▸ **Exercise brief**:
Can you copy out all of the records with every "place a marker on" changed to "tap" and nothing else altered? Leave the pictures out.

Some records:
· · · · ·

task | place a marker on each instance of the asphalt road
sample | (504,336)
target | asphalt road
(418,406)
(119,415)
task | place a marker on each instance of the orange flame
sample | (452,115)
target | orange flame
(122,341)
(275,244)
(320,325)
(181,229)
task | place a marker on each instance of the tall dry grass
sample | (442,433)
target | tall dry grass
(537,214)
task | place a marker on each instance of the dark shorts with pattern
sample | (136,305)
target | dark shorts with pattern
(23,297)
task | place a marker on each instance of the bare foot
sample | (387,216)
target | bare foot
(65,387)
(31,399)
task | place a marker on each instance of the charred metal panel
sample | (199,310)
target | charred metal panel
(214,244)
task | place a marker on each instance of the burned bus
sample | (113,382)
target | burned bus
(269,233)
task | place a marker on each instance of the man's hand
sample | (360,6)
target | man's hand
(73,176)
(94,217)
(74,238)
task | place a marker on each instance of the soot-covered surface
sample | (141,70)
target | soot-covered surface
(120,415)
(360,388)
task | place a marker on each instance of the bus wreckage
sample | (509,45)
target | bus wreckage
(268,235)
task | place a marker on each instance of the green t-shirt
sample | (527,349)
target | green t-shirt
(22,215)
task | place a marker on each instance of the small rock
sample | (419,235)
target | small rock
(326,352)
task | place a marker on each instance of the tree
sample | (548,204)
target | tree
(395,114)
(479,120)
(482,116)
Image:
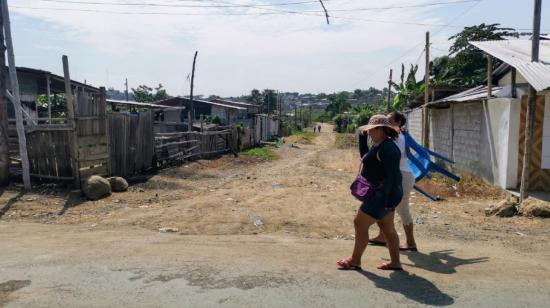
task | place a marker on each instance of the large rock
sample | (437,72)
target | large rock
(505,208)
(536,208)
(96,187)
(118,184)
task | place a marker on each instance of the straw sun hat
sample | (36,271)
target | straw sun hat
(376,120)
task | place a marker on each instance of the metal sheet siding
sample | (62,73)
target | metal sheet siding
(517,53)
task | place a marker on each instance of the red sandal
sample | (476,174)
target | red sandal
(345,264)
(388,267)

· · · · ·

▸ **Result**:
task | tap each instance of the asphalt road
sample | (504,336)
target | asphalt road
(418,406)
(119,415)
task | tap each instance of the orange flame
sample | (452,115)
target | orange flame
(122,341)
(275,244)
(320,325)
(181,229)
task | tap each instance of the tall dry grass
sample | (442,433)
target | tall dry grass
(537,214)
task | tap each instance of the dark shorts with pattern
sample | (136,305)
target | dark shorts with pattern
(23,297)
task | tap each instance of the bare foot
sample | (387,216)
target | bare foot
(65,387)
(31,399)
task | tap each instance of the charred metal panel
sample | (199,310)
target | charred metal panel
(214,244)
task | tap each instance of the burned bus
sample | (113,382)
target | burned bus
(269,233)
task | tap each instance of the man's hand
sample | (360,6)
target | man's hand
(73,176)
(94,217)
(74,238)
task | tap each instance of the soot-covered surface
sample | (141,70)
target | soot-covered surface
(120,415)
(360,388)
task | tap each instance of the bus wreckage
sample | (509,45)
target | bus wreckage
(268,235)
task | tap each instance of the green t-shirt
sample | (527,349)
target | green t-shirt
(22,215)
task | tap each instance of the small rock
sample | (419,235)
target | small rock
(326,352)
task | tap each instance of the tree
sample | (548,204)
target | tree
(395,114)
(479,120)
(482,116)
Image:
task | tap each instance of the large rock
sample | (437,72)
target | large rock
(505,208)
(536,208)
(96,187)
(118,184)
task | tap each instance of the straw sun hat
sample | (36,271)
target | straw sun hat
(376,120)
task | tap each instance of the metal sheet siding
sample | (62,73)
target | metal sheet siding
(517,53)
task | tap each instance of the red sandal
sample | (476,174)
target | red sandal
(345,264)
(388,267)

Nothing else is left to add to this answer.